### SUPPLIED MATERIAL ###

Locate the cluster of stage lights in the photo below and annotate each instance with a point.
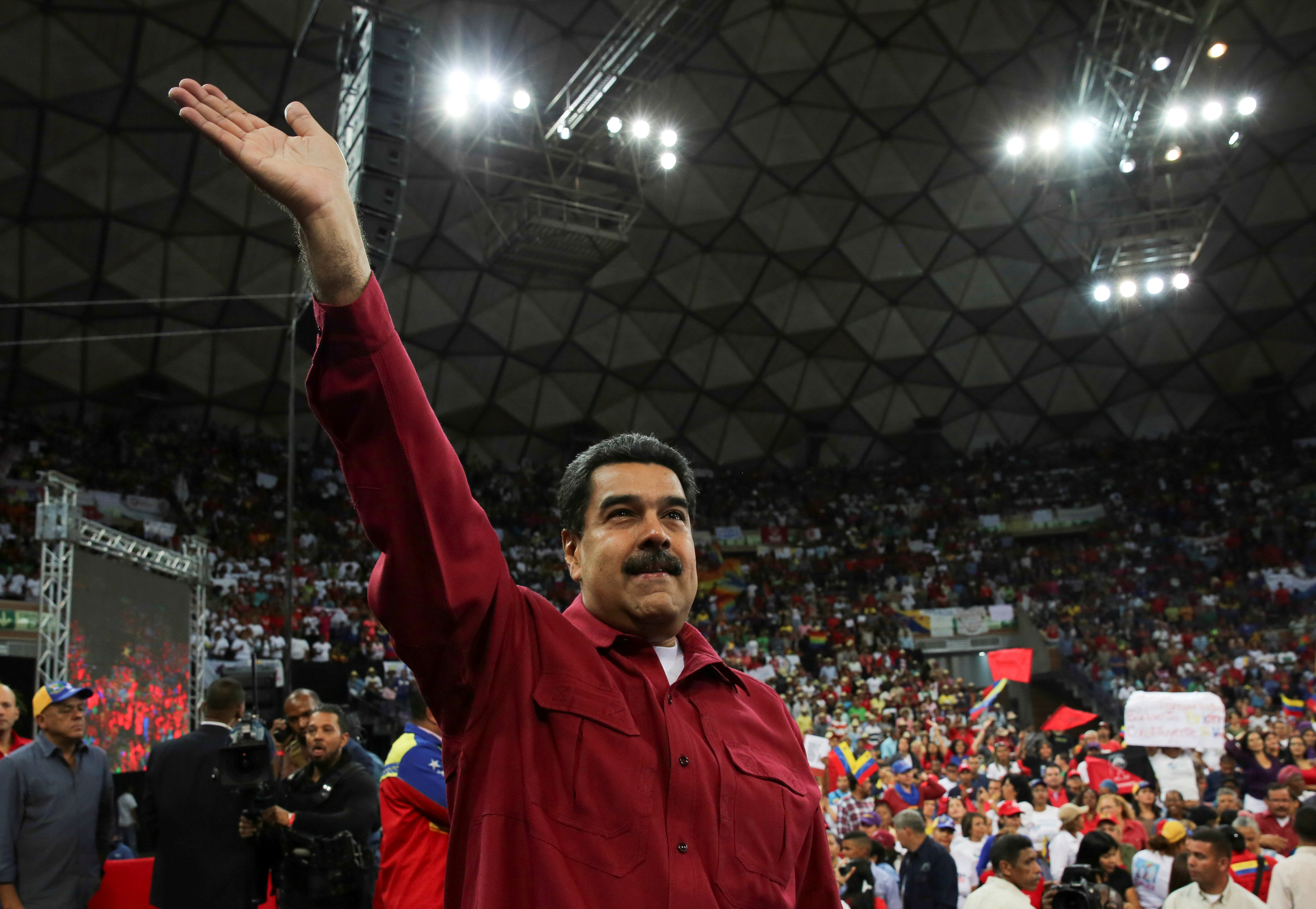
(489, 91)
(1128, 289)
(1083, 132)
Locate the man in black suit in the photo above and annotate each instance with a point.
(201, 861)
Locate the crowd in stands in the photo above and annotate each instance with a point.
(1193, 577)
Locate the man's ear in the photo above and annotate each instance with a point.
(572, 553)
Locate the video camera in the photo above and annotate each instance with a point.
(1077, 890)
(245, 766)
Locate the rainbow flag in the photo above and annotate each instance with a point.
(860, 767)
(989, 696)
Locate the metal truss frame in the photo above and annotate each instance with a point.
(61, 528)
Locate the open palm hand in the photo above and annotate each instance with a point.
(304, 173)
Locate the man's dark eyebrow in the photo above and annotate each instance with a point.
(670, 502)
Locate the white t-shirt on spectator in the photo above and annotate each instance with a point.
(1176, 774)
(127, 806)
(1152, 878)
(673, 661)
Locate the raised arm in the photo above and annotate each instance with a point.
(443, 569)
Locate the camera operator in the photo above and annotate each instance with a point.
(187, 813)
(324, 816)
(1210, 854)
(1015, 875)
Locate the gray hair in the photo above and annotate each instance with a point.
(910, 819)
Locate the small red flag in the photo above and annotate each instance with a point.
(1015, 665)
(1101, 769)
(1066, 717)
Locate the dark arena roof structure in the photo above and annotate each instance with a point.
(848, 257)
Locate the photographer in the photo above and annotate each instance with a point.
(1210, 854)
(327, 812)
(1015, 875)
(187, 813)
(1102, 854)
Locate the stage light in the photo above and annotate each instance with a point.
(487, 90)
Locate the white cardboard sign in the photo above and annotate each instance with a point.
(1185, 720)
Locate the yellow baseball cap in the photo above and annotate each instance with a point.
(53, 692)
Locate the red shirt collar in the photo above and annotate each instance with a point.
(698, 651)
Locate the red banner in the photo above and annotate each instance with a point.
(1015, 665)
(1066, 717)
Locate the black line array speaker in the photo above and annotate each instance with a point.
(378, 62)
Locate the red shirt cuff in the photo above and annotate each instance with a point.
(361, 328)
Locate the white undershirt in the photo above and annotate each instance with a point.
(673, 661)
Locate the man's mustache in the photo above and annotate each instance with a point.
(652, 561)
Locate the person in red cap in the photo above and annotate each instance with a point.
(10, 738)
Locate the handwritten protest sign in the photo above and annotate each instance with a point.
(1188, 720)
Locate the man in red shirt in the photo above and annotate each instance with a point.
(907, 792)
(606, 754)
(1277, 821)
(10, 740)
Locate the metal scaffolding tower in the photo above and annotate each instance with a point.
(61, 528)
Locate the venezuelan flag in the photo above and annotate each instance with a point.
(989, 696)
(860, 767)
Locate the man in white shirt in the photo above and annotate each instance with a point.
(1297, 875)
(1210, 854)
(1177, 773)
(1015, 875)
(320, 651)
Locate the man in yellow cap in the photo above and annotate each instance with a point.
(57, 808)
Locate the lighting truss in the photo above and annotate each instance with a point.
(1134, 208)
(61, 528)
(650, 39)
(556, 187)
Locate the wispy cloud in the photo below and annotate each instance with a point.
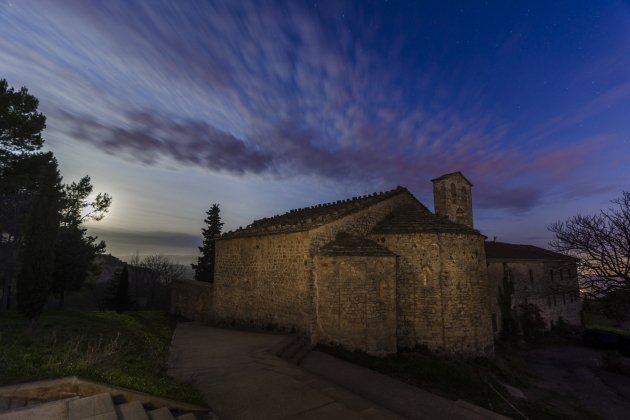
(248, 89)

###

**SET TASK**
Quote every record above exactly, leaving out the pictures.

**OUTPUT**
Locate the cluster of stage lights in the photo below and annotate each instance with a point.
(489, 91)
(1128, 289)
(1083, 132)
Locate the man in black suit in the photo above and annotate each instance with a point.
(201, 861)
Locate the crowd in stands in the photo above and annotate each instance with a point.
(1193, 577)
Locate the man's ear in the photo above and annotate each instance with a point.
(572, 553)
Locate the video camera in the photo above and annotate each instance with a point.
(1077, 890)
(245, 766)
Locate the rainbow flag in the photo above and annotate each instance with a point.
(860, 767)
(989, 696)
Locate the metal truss frame in the photo above and annotate each instance with a point.
(61, 528)
Locate the open palm hand in the photo above and annotate each instance with a point.
(304, 173)
Locate the man's dark eyebrow in the photo above and annotate each instance with a point.
(670, 502)
Locate the white t-shirt on spectator in the photo above and annotate each instance with a point.
(1176, 774)
(127, 806)
(1152, 878)
(673, 661)
Locate the raised arm in the photo above and annotate each instance with a point.
(443, 569)
Locate the camera operator in the photo above and annotate each instance with a point.
(187, 813)
(324, 816)
(1210, 854)
(1015, 875)
Locate the gray hair in the photo above and annotate each instance with a point.
(910, 819)
Locate the small red flag in the photo above and annotate each instance with a point.
(1015, 665)
(1101, 769)
(1066, 717)
Locate the dark arena roof structure in the photo above and annotate each instance with a point.
(848, 257)
Locate the photographer in the photo above and annotate each instance with a point.
(1210, 854)
(327, 812)
(1015, 875)
(187, 813)
(1102, 854)
Locate the stage light in the photo above and annotate each instance with a point.
(487, 90)
Locate the white cardboard sign in the photo above and annotate each instance with a point.
(1185, 720)
Locate the yellow baseball cap in the photo above and annotate each instance with a point.
(53, 692)
Locate the red shirt collar in the photo above and annotate each instance with a point.
(698, 651)
Locate the red banner in the photo above and annotate each instance with a point.
(1015, 665)
(1066, 717)
Locate the black line array speaker in the photo above and annotate each instance with a point.
(378, 62)
Locate the red shirt cuff in the photo above and annotate each instance with a point.
(361, 328)
Locate the white undershirt in the photo above and annotate each instance with a point.
(673, 661)
Locate the man's mustache in the photo above and annotate each instance with a point.
(652, 561)
Locate the person in red cap in the photo above and annotate each instance with a point.
(10, 738)
Locate the handwritten protest sign in the photo above and annotate each instance with a point.
(1188, 720)
Locate the man in red shirt in the photo above and annotate each instance with a point.
(907, 792)
(606, 754)
(1277, 821)
(10, 740)
Locate the metal scaffolding tower in the photo above and annotate each instance with a point.
(61, 528)
Locate the venezuelan flag in the photo above and annotate each instance with a point.
(989, 696)
(860, 767)
Locate the man in white shirt in the photo above and annotate each instance with a point.
(1297, 875)
(1210, 854)
(1177, 773)
(1015, 875)
(320, 651)
Locate the man in yellow cap in the photo above and annotate each instance with a point.
(57, 808)
Locate the lighting truss in the photo above and annotate each instance with a point.
(1134, 208)
(61, 528)
(650, 39)
(556, 187)
Locate the wispy cloud in the photo below and annotate each instance with a point.
(248, 89)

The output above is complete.